◆ **INSTRUCTIONS TO FOLLOW**
Restate the entries below without a single change.

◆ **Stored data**
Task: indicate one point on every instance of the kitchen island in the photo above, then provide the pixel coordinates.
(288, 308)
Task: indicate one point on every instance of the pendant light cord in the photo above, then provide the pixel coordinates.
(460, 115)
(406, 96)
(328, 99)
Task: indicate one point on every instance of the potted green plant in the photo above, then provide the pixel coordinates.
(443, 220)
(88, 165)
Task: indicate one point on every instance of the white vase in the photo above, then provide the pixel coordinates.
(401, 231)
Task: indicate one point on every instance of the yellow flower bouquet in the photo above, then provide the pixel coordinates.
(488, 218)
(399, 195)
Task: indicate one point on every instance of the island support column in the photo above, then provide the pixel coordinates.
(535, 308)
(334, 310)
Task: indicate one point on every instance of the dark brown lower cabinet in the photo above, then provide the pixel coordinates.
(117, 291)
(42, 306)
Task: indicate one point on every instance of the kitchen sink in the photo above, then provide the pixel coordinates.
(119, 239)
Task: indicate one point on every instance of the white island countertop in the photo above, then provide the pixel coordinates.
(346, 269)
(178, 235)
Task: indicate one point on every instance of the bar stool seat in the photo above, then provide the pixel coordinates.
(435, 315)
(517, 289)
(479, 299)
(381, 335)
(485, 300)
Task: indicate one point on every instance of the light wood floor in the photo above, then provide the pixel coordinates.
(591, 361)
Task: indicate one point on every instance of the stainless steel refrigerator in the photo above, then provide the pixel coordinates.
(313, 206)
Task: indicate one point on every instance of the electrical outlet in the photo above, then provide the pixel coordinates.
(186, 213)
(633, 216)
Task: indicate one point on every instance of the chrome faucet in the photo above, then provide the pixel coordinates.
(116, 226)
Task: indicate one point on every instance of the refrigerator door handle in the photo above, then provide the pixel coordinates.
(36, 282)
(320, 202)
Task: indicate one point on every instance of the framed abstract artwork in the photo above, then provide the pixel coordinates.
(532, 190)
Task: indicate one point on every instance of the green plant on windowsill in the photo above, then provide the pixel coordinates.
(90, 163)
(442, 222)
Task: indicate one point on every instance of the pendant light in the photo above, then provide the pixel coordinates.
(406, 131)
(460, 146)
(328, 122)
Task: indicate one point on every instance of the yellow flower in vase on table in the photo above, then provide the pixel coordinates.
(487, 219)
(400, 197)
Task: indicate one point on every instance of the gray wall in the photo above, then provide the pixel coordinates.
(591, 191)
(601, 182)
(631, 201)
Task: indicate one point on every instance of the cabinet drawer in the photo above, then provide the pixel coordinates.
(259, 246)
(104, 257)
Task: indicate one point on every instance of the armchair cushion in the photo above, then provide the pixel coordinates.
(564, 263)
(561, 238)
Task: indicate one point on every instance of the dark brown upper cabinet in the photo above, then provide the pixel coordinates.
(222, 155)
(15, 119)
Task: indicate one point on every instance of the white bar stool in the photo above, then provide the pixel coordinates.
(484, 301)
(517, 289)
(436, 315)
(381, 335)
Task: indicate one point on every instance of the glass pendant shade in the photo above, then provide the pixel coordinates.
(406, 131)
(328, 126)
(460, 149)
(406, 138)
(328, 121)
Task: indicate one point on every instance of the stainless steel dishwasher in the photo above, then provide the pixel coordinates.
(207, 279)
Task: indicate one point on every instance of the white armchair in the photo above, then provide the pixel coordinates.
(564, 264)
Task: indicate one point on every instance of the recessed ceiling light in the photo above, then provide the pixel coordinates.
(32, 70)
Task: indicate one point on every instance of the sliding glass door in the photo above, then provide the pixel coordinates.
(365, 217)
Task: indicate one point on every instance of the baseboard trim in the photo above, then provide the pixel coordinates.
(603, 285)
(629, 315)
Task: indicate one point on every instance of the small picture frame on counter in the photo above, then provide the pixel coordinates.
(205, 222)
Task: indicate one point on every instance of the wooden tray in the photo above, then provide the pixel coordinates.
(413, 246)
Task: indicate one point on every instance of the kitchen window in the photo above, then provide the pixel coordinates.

◆ **SOLUTION TO THE PROBLEM**
Task: indicate one point on every instance of the kitchen island in the photo above, then provide the pixel coordinates.
(288, 308)
Task: indicate one point on every instance of the pendant light cord in the photo above, then provide the pixel coordinates.
(460, 115)
(406, 96)
(328, 99)
Task: indicate one point on every instance of the potted green plant in the photo above, then provide the pixel coordinates.
(443, 220)
(88, 165)
Task: indicate one point on every instance of the white vase in the photo above, then provide the pixel coordinates.
(401, 231)
Task: indicate one point on every instance of the yellow flower bouquet in the photo above, then provide the pixel coordinates.
(488, 218)
(399, 195)
Task: indicate one point on every instance of the island support column in the photo above, then provide the pixel coordinates.
(535, 308)
(334, 310)
Task: indicate one point on every instance of the dark brown lower cabinet in the photo above, then provide the pixel coordinates.
(117, 291)
(42, 306)
Task: indicate one point on every instance of the kitchen sink in the photo above, then provide the pixel coordinates.
(119, 239)
Task: indicate one point on every instance of the white island countertop in the photo above, then provide the pixel coordinates.
(346, 269)
(178, 235)
Task: indicate one point on every instance of the bar stool seat in the photo above, then provide the pixel coordinates.
(435, 315)
(517, 289)
(479, 299)
(381, 335)
(485, 300)
Task: indicate one point on every instance of the light wood floor in the photo above, then provide the pixel coordinates.
(591, 361)
Task: indicate one point on every instance of the stainless steel refrigerator in the photo above, then provide the pixel coordinates.
(313, 206)
Task: indicate one point on every instance of the electrical outlet in the photo above, then provide the pixel coordinates.
(186, 213)
(633, 216)
Task: indicate one point on every instance of the chrome faucet in the photo above, then provide the pixel coordinates.
(116, 226)
Task: indicate one point on every instance of the refrigerator door handle in the photo above, then provide the pixel coordinates.
(36, 282)
(320, 202)
Task: indicate one point on every instance of the framed abstract artwork in the photo above, then provide the pixel coordinates.
(532, 190)
Task: indicate one point on every instance of the green plant on windowsill in the photo above, then provide the pixel coordinates.
(90, 163)
(442, 222)
Task: indicate one point on every instance of the pendant light in the photo above, then provide the pixel coordinates.
(406, 131)
(460, 146)
(328, 122)
Task: indicate one point on every instance of the yellow flower in vase on table in the photo above, then provide the pixel coordinates.
(487, 219)
(400, 197)
Task: indicate one point on every instance of the gray wall in the photo above, then provide the pixel coordinates.
(591, 191)
(601, 182)
(631, 201)
Task: indicate one point on every instance of the cabinet drawer in the photo above, then provide the pixel coordinates.
(259, 246)
(104, 257)
Task: indicate one point on every instance of the armchair cushion in the photo above, then provide the pixel coordinates.
(564, 263)
(561, 238)
Task: indicate one point on every instance of the dark brown upper cabinet in the photo above, then provide the pixel coordinates.
(222, 155)
(15, 119)
Task: indicate one point on every instance of the white bar stool in the photo above, then provide the pixel coordinates.
(484, 301)
(517, 289)
(436, 315)
(381, 335)
Task: indicate one point on every instance of the glass pendant shade in the photo above, then provide the pixel coordinates.
(406, 131)
(328, 126)
(460, 149)
(406, 138)
(328, 121)
Task: indicate one point on every instance of the stainless steel dishwasher in the photo above, then provide the pixel coordinates.
(207, 279)
Task: indicate one point on every instance of the white armchair in the photo above, then provide the pixel coordinates.
(564, 264)
Task: indicate one point on every instance of the recessed ceiling light in the photo above, then provide the pixel coordinates.
(32, 70)
Task: indicate one point on every instance of the sliding glass door in the photo above, then provide the pixel coordinates.
(365, 217)
Task: indicate one point on every instance of the baseboard trim in the photo above, then provide the pixel coordinates.
(603, 285)
(629, 315)
Task: indicate one point on every instance of the small picture frame on counter in the photo above, then provide the pixel coordinates.
(205, 222)
Task: indicate one point on every instance of the wooden tray in the photo above, then provide the pixel coordinates.
(413, 246)
Task: indicate one point on every instance of the kitchen window in the photo above, then provide the pixel coordinates.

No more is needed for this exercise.